- [Given request]: Count the lines in the records below that contain the word "rustic", and reply with that number alone.

------------------------

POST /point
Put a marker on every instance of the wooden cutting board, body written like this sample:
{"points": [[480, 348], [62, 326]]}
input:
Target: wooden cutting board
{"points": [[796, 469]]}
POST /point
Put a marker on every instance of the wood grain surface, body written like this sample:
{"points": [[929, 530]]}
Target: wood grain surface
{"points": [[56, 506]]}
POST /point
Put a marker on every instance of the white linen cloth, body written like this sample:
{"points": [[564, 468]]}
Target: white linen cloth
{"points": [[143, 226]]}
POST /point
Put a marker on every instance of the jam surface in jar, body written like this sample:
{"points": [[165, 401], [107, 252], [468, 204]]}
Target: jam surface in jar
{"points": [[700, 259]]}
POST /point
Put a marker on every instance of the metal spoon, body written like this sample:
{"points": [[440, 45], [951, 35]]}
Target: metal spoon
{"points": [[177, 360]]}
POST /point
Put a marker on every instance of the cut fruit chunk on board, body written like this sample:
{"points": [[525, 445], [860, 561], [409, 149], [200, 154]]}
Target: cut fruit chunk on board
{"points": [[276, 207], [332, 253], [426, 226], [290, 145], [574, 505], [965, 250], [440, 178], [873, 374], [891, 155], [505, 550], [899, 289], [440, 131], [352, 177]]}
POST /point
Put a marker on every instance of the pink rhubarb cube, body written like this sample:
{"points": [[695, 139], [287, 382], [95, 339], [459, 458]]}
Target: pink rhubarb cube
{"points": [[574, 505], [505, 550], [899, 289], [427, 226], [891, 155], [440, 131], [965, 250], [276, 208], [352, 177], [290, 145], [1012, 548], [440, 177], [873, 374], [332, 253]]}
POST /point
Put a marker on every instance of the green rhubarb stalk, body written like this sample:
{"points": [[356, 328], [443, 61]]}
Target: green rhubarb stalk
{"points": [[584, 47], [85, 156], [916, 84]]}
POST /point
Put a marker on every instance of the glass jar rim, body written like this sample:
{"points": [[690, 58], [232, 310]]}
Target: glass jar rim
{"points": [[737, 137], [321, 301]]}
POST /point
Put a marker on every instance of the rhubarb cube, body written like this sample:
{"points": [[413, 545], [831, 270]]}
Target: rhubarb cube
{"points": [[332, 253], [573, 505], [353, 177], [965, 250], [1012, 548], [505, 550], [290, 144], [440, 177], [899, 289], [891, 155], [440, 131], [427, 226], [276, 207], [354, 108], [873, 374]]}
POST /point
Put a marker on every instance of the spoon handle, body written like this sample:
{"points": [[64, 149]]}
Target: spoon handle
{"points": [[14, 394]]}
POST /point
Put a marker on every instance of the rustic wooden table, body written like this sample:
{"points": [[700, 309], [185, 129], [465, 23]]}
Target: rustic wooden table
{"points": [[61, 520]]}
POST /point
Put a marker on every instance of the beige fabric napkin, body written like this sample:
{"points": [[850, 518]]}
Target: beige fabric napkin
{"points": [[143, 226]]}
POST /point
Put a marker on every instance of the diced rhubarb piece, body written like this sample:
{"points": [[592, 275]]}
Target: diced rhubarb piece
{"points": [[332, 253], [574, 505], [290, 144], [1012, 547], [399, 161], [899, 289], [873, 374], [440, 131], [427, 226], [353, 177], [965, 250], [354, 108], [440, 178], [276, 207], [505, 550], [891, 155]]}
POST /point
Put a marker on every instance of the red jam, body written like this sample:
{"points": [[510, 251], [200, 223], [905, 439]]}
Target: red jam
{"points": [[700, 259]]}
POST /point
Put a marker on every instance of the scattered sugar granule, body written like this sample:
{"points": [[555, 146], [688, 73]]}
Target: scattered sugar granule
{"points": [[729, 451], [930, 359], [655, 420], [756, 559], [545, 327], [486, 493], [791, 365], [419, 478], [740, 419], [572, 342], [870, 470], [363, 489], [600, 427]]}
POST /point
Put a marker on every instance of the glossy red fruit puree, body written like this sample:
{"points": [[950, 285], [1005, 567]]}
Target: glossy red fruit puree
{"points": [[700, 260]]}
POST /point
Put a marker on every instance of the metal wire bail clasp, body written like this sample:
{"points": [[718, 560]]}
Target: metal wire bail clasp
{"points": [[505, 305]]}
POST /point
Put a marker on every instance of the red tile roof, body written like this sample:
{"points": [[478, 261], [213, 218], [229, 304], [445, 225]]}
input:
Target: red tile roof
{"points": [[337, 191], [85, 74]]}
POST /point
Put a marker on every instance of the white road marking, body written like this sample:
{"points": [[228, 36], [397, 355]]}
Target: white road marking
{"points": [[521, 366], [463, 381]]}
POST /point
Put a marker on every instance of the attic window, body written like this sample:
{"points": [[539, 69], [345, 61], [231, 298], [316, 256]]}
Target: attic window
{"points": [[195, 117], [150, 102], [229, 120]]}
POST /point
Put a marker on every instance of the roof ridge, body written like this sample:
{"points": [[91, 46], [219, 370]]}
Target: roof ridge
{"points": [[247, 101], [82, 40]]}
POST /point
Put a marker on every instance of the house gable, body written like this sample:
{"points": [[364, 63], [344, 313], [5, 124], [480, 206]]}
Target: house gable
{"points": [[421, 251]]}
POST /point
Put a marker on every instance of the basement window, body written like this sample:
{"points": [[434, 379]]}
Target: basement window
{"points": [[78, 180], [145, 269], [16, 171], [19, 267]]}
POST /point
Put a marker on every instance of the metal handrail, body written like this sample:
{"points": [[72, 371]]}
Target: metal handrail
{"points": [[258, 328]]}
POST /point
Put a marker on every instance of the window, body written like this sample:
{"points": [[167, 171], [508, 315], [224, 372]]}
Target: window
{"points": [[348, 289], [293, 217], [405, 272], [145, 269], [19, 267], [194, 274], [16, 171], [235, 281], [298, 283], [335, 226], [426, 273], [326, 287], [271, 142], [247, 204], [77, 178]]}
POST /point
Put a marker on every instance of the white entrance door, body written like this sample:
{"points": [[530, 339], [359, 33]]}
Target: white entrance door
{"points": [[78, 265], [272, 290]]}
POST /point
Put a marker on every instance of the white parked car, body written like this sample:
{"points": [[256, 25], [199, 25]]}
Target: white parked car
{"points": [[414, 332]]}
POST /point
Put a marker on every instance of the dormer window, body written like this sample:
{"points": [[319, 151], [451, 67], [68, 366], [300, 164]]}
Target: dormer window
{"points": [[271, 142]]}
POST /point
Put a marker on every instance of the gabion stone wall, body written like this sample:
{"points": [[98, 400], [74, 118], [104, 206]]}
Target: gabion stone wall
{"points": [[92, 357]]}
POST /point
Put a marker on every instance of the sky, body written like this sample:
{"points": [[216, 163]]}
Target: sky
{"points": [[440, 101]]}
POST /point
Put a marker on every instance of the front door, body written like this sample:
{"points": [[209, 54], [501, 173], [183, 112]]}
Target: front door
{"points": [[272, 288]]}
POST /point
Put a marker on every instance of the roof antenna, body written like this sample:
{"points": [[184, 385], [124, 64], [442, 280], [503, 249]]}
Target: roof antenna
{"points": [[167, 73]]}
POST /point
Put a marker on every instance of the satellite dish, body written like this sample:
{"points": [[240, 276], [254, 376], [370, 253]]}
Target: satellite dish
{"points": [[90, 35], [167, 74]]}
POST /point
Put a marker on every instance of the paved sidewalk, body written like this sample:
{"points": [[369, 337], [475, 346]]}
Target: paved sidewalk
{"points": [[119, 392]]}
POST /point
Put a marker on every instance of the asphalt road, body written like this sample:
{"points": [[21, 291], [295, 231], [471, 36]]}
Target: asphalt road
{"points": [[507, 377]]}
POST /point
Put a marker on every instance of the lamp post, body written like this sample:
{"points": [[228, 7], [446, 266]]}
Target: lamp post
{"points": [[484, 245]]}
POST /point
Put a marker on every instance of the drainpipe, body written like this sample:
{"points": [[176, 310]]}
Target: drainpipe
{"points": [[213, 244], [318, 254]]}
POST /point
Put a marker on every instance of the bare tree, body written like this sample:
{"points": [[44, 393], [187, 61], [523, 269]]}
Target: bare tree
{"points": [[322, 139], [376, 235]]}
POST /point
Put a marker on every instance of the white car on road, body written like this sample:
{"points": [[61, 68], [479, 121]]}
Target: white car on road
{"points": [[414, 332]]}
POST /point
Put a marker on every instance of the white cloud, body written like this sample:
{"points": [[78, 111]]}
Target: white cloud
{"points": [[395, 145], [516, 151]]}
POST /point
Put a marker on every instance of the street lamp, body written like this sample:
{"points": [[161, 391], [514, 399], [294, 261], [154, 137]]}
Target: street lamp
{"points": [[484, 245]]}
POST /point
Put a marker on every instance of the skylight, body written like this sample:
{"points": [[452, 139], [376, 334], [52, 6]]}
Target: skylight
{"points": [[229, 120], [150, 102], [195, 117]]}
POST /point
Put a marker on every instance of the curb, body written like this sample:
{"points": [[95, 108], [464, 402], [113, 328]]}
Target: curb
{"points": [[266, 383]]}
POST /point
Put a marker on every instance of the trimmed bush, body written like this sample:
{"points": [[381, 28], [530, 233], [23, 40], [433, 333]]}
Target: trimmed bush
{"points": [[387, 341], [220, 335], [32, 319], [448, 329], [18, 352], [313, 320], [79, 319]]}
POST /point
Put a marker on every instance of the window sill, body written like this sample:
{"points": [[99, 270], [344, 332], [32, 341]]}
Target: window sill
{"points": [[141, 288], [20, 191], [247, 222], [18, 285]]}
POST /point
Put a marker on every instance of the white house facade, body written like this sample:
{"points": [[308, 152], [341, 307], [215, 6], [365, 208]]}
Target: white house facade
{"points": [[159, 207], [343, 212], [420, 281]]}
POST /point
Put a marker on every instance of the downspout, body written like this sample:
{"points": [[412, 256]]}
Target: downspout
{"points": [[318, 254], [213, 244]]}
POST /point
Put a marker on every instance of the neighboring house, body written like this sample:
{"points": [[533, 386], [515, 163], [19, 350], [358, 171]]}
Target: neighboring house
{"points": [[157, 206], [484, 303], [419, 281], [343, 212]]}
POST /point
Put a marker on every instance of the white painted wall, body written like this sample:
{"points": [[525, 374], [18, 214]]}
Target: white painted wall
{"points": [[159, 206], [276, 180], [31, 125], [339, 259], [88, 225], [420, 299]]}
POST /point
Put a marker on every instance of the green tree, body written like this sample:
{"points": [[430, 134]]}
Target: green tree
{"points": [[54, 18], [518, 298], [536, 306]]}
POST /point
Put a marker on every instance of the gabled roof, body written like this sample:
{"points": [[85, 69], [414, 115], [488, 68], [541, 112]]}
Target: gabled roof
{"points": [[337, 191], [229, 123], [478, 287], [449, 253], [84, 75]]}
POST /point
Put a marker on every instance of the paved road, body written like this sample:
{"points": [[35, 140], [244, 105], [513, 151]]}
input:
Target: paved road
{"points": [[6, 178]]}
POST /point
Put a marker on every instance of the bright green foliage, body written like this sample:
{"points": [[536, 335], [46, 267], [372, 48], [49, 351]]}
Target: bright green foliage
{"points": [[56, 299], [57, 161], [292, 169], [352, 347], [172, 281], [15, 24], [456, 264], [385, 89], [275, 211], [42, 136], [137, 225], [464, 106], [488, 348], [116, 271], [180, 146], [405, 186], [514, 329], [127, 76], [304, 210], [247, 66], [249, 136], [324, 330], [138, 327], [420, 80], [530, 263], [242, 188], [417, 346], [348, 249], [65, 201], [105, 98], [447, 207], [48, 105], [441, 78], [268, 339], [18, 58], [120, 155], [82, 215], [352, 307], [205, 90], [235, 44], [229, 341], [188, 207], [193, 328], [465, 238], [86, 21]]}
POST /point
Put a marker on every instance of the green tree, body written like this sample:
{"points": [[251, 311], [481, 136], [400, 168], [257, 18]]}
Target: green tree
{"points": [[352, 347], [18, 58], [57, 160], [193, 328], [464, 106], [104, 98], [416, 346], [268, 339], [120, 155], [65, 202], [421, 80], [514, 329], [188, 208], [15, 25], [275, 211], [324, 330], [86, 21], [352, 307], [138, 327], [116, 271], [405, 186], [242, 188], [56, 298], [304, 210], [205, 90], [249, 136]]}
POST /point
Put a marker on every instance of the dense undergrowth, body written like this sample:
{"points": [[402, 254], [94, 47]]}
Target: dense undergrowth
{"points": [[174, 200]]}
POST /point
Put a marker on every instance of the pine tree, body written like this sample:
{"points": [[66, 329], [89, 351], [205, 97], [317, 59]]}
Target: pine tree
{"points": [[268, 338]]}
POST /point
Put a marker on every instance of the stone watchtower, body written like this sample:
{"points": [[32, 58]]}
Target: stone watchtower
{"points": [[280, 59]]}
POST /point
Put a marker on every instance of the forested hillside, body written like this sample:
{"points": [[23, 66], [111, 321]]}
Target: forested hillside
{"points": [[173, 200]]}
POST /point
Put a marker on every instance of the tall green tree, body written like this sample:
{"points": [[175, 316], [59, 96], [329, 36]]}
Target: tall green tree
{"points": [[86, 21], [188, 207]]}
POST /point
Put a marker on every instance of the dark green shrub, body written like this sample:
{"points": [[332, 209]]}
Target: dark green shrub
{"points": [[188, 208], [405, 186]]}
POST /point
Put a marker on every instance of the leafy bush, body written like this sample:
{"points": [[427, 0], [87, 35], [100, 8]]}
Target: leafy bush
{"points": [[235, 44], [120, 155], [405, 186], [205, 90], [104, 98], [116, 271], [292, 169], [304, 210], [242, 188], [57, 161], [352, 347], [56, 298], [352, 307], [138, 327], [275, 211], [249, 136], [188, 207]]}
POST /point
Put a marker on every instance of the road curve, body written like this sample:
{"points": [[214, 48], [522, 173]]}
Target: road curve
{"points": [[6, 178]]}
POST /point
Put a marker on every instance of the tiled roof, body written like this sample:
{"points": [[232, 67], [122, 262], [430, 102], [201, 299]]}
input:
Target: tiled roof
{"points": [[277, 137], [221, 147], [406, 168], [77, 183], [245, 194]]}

------------------------

- [Exercise solution]: 2